**GIVEN REQUEST**
Rewrite the records below, replacing "sailboat" with "yacht" and leaving everything else unchanged. Omit the pictures from your answer.

Outline labeling records:
************

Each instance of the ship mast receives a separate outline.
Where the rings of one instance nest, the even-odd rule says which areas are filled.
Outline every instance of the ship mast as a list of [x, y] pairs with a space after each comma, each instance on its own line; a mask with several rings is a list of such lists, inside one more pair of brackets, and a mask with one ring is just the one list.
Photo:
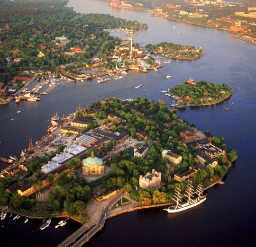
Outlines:
[[191, 196], [193, 194], [194, 191], [194, 187], [190, 184], [188, 184], [186, 191], [184, 194], [184, 195], [188, 198], [188, 203], [190, 203], [191, 199]]
[[173, 197], [173, 200], [176, 203], [175, 208], [177, 209], [178, 207], [181, 207], [181, 205], [180, 203], [181, 202], [182, 198], [181, 197], [181, 190], [178, 188], [176, 188], [175, 190], [175, 193]]
[[197, 189], [195, 192], [195, 194], [198, 195], [197, 200], [199, 200], [201, 197], [203, 193], [203, 187], [202, 184], [200, 183], [197, 185]]

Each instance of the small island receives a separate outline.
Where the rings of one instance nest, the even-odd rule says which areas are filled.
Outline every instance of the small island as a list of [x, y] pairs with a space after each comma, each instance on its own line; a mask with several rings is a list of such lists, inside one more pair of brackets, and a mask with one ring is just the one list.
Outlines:
[[178, 108], [192, 106], [208, 106], [218, 104], [229, 97], [233, 89], [226, 83], [218, 84], [190, 78], [169, 91], [170, 95], [178, 97]]
[[201, 47], [196, 48], [191, 45], [174, 44], [172, 42], [162, 42], [156, 44], [148, 44], [146, 49], [150, 53], [175, 59], [193, 60], [205, 55]]
[[172, 205], [175, 190], [189, 183], [223, 184], [237, 158], [223, 137], [179, 118], [163, 101], [107, 98], [61, 121], [1, 172], [5, 211], [71, 217], [94, 230], [104, 214]]

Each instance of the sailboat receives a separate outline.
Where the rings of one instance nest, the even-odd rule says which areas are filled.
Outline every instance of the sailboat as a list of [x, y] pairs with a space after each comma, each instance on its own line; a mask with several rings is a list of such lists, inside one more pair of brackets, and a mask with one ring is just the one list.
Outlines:
[[175, 193], [173, 198], [173, 200], [176, 202], [175, 205], [173, 205], [164, 210], [167, 211], [168, 213], [175, 213], [186, 210], [189, 208], [195, 207], [206, 200], [206, 195], [202, 195], [203, 187], [201, 184], [198, 185], [197, 190], [195, 194], [197, 197], [194, 198], [194, 187], [192, 185], [189, 184], [186, 189], [186, 191], [183, 194], [183, 196], [187, 198], [186, 202], [182, 203], [183, 197], [181, 194], [181, 191], [178, 188], [175, 190]]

************

**EXPECTED ANSWER**
Each instance of the ship mast receives a separate outline.
Where the rings of one instance nest, the even-odd rule says which areas are filled.
Outline every instance of the ship mast as a list of [x, y] pairs with a space after each comma, each instance on its own line; a mask with several rings is a list of such lists, inside one more pair of brackets, and a mask with one ring is just the one list.
Photo:
Outlines:
[[191, 196], [193, 194], [194, 191], [194, 187], [190, 184], [188, 184], [186, 191], [184, 194], [184, 195], [188, 198], [188, 203], [190, 203], [191, 199]]
[[173, 197], [173, 200], [176, 203], [175, 208], [177, 209], [178, 207], [181, 207], [181, 205], [180, 203], [181, 202], [182, 198], [181, 197], [181, 190], [178, 188], [176, 188], [175, 190], [175, 193]]
[[197, 189], [195, 192], [195, 194], [198, 195], [197, 200], [199, 200], [201, 197], [203, 193], [203, 187], [202, 184], [200, 183], [197, 185]]

Each instance of the small island receives a separate outline.
Where the rings of one instance nest, the even-odd rule says which areas are filled.
Outline every instance of the small island as a list of [x, y] pairs with a space after each comma, each instance on its own line; a mask with several rings is a list of such lists, inside one more pair of brackets, and a mask with one ring is just the one list.
Outlines:
[[178, 108], [192, 106], [208, 106], [218, 104], [229, 97], [233, 89], [226, 83], [218, 84], [190, 78], [169, 91], [170, 95], [178, 97]]
[[201, 47], [196, 48], [191, 45], [174, 44], [172, 42], [162, 42], [156, 44], [148, 44], [146, 49], [150, 53], [175, 59], [193, 60], [205, 55]]
[[172, 205], [175, 190], [189, 183], [223, 184], [237, 158], [223, 137], [179, 118], [163, 101], [107, 98], [61, 121], [1, 172], [5, 211], [71, 217], [94, 230], [104, 214]]

Each instance of the yacht receives a separate outline.
Where the rings of one instance nest, the even-odd rule says which areas are filled.
Outline every instance of the yacht as a list of [x, y] pairs with a space after each comma, each instance on its own line; a mask with several rings is a list of such lists, inside one more pair of brackets, and a mask with one ring is just the one list.
Outlines:
[[175, 193], [173, 198], [173, 200], [176, 202], [175, 205], [173, 205], [164, 210], [167, 211], [168, 213], [175, 213], [186, 210], [189, 208], [195, 207], [206, 200], [206, 195], [202, 195], [203, 187], [201, 184], [198, 185], [197, 190], [195, 194], [197, 197], [194, 198], [194, 187], [192, 185], [189, 184], [186, 189], [186, 191], [183, 194], [183, 196], [187, 198], [186, 202], [182, 203], [183, 197], [181, 194], [181, 191], [178, 188], [175, 190]]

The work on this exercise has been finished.